Convierte todas las entradas en un CSV de dos columnas, consulta y resultado, con una fila por entrada que recoja su texto y su respuesta. Pon cada valor en un campo entre comillas y sustituye los saltos de línea por espacios.

[Filas del conjunto de datos de señalamiento de objetos]
>>>>>

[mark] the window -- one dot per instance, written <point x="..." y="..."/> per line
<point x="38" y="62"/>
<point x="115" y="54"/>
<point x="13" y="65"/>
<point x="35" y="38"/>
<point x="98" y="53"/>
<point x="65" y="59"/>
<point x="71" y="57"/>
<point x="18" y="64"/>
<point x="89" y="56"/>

<<<<<

» **RESPUESTA DEL EJERCICIO**:
consulta,resultado
"[mark] the window -- one dot per instance, written <point x=""..."" y=""...""/> per line","<point x=""38"" y=""62""/> <point x=""115"" y=""54""/> <point x=""13"" y=""65""/> <point x=""35"" y=""38""/> <point x=""98"" y=""53""/> <point x=""65"" y=""59""/> <point x=""71"" y=""57""/> <point x=""18"" y=""64""/> <point x=""89"" y=""56""/>"